→ **Stored data entries**:
· · · · · · ·

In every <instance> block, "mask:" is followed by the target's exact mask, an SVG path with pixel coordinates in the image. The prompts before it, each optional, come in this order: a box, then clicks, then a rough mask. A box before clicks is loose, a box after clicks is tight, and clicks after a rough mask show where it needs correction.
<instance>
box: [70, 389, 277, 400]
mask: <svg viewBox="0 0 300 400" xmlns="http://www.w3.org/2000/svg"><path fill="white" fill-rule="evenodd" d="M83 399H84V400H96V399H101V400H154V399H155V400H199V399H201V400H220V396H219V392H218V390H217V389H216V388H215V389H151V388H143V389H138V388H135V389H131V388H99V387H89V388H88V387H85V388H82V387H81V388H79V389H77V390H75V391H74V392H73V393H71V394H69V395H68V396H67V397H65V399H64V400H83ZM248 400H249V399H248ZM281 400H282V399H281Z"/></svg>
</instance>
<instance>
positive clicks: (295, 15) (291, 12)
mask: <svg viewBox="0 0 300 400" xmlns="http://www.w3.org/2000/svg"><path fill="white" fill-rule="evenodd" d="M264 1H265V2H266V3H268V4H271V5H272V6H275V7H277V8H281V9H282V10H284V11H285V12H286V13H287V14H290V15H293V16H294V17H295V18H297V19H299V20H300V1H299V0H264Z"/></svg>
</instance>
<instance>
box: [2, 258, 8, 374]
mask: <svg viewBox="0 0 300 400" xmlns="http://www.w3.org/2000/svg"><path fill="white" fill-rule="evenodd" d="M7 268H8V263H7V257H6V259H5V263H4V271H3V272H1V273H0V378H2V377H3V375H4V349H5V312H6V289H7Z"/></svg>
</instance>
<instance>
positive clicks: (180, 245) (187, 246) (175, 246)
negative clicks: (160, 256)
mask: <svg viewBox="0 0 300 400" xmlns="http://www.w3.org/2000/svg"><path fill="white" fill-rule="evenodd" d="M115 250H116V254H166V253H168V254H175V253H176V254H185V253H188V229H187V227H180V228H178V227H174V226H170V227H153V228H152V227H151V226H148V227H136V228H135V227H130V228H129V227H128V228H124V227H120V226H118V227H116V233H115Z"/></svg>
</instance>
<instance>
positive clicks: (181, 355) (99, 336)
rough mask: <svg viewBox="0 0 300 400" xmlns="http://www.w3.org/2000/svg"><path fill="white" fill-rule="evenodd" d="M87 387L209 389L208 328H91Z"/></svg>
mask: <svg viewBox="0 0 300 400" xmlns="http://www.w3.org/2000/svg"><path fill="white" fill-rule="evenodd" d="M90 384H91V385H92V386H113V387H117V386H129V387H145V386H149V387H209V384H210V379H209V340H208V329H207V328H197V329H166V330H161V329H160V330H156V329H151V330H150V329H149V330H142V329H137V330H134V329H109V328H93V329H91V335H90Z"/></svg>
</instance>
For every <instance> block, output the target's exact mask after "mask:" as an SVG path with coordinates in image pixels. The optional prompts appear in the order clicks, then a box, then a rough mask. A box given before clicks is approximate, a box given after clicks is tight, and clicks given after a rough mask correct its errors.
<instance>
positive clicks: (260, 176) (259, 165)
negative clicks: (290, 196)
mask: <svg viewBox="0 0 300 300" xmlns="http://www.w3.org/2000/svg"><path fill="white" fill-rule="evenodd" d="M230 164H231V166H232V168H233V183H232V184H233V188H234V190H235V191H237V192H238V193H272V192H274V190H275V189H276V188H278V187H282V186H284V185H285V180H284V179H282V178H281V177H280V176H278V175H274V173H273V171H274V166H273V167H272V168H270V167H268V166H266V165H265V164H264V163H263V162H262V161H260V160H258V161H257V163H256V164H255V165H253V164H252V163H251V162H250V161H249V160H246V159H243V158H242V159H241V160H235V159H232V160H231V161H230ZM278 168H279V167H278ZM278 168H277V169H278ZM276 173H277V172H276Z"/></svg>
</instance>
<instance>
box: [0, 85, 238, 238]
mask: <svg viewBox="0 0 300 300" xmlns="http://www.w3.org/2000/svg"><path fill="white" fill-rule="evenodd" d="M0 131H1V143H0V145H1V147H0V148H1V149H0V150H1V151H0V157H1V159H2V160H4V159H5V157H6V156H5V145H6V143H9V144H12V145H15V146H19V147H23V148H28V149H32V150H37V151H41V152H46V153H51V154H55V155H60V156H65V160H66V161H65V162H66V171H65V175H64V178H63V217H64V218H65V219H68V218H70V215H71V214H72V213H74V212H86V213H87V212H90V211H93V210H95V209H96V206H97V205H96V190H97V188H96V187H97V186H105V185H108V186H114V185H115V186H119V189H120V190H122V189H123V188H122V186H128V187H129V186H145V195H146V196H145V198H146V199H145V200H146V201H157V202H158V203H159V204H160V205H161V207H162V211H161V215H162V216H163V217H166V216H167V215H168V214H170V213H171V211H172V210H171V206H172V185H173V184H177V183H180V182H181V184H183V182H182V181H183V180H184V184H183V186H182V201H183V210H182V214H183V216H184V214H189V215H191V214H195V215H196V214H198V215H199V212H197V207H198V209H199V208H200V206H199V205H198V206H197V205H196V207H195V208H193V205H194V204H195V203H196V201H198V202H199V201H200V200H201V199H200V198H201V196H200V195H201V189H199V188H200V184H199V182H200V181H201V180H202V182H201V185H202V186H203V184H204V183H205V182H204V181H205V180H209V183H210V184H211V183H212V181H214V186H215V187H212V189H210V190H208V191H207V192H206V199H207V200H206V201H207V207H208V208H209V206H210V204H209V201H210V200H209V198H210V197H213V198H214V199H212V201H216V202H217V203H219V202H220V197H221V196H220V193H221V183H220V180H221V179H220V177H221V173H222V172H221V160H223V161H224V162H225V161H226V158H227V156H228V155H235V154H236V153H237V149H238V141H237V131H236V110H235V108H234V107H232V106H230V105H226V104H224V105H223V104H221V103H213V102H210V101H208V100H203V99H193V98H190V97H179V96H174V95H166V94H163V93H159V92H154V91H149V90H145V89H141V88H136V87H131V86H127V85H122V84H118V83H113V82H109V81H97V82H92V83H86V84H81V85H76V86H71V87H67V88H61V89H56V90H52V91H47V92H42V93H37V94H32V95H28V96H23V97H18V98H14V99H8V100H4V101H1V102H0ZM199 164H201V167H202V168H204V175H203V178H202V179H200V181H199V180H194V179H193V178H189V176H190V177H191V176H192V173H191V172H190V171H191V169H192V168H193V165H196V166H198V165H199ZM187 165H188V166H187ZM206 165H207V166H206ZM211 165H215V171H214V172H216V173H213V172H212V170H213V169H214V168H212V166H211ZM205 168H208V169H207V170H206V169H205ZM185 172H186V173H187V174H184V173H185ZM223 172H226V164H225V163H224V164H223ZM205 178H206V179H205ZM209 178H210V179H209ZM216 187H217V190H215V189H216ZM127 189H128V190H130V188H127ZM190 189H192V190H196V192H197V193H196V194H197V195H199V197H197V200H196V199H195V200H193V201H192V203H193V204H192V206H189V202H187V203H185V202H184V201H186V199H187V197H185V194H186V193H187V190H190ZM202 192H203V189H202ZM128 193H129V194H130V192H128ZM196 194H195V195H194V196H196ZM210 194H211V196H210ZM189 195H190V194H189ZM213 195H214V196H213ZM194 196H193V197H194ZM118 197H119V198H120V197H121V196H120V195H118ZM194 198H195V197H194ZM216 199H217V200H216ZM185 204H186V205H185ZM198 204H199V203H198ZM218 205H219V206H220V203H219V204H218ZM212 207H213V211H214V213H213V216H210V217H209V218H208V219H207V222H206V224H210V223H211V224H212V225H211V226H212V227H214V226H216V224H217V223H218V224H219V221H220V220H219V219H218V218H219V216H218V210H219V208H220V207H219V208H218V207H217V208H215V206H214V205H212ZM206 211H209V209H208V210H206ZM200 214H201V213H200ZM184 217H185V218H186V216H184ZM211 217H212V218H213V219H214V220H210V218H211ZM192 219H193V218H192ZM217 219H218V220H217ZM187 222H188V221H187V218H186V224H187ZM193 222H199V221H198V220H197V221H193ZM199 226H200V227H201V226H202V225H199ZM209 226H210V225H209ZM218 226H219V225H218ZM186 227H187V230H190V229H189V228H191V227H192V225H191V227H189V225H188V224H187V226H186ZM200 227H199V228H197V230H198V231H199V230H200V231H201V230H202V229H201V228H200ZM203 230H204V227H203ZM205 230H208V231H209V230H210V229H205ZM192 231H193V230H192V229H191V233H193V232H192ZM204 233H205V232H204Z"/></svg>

· · · · · · ·

→ **EXERCISE AIM**:
Duplicate the lines of the records from the very start through the line holding "box: [70, 389, 277, 400]", inclusive, with no changes.

→ **RESULT FOR THIS TASK**:
In every <instance> block, "mask:" is followed by the target's exact mask, an SVG path with pixel coordinates in the image. The prompts before it, each optional, come in this order: a box, then clicks, then a rough mask. A box before clicks is loose, a box after clicks is tight, and clicks after a rough mask show where it needs correction.
<instance>
box: [70, 389, 277, 400]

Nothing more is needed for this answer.